_What you have to do_
Among the lines of the material below, count those holding "concrete". Report the number by itself.

_Source material_

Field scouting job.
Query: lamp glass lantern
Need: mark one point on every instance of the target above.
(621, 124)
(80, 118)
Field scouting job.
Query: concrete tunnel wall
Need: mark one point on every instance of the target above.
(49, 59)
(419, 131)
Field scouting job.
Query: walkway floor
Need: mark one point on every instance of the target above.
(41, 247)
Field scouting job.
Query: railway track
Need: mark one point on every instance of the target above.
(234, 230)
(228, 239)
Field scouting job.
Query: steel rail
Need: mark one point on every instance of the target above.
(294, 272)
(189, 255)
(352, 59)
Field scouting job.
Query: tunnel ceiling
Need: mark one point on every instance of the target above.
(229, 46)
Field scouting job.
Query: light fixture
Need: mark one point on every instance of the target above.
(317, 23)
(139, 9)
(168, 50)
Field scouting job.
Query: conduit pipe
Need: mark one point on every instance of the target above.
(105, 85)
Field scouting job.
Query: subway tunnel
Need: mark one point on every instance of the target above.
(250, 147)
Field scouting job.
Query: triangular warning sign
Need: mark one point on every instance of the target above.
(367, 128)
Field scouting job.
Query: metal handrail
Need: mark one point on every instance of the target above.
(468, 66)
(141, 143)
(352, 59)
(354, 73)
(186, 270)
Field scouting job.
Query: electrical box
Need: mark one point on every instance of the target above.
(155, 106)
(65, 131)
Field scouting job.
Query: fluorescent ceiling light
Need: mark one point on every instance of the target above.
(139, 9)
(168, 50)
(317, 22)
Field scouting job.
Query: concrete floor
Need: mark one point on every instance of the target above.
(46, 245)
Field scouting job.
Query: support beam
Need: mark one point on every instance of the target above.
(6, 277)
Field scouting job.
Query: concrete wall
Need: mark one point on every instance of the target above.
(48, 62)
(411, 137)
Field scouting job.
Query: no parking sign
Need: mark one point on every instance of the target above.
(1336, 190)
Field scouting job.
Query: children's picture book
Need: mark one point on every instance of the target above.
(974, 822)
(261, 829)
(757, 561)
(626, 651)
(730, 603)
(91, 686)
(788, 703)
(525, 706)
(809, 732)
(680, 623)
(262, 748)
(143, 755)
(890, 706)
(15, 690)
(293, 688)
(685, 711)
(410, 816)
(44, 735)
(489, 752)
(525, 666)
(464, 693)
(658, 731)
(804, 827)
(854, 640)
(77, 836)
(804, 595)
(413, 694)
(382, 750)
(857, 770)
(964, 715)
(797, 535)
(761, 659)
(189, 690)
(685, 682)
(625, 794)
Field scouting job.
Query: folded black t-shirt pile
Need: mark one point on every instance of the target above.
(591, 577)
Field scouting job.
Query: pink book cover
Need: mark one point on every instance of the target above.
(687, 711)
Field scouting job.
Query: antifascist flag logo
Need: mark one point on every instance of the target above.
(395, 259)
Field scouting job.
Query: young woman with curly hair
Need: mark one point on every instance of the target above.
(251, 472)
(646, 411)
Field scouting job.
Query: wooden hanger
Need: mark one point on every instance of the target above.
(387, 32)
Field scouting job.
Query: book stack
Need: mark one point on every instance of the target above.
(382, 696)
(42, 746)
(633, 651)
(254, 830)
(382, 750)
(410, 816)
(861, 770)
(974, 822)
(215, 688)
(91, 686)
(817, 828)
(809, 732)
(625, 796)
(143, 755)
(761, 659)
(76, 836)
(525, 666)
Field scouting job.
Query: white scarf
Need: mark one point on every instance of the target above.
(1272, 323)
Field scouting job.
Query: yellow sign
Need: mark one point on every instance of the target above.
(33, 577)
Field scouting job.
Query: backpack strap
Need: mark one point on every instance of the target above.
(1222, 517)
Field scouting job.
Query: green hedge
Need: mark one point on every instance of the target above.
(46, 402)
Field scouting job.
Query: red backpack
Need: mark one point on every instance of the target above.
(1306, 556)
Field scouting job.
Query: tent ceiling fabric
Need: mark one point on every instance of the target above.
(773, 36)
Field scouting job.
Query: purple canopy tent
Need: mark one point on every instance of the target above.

_Response below_
3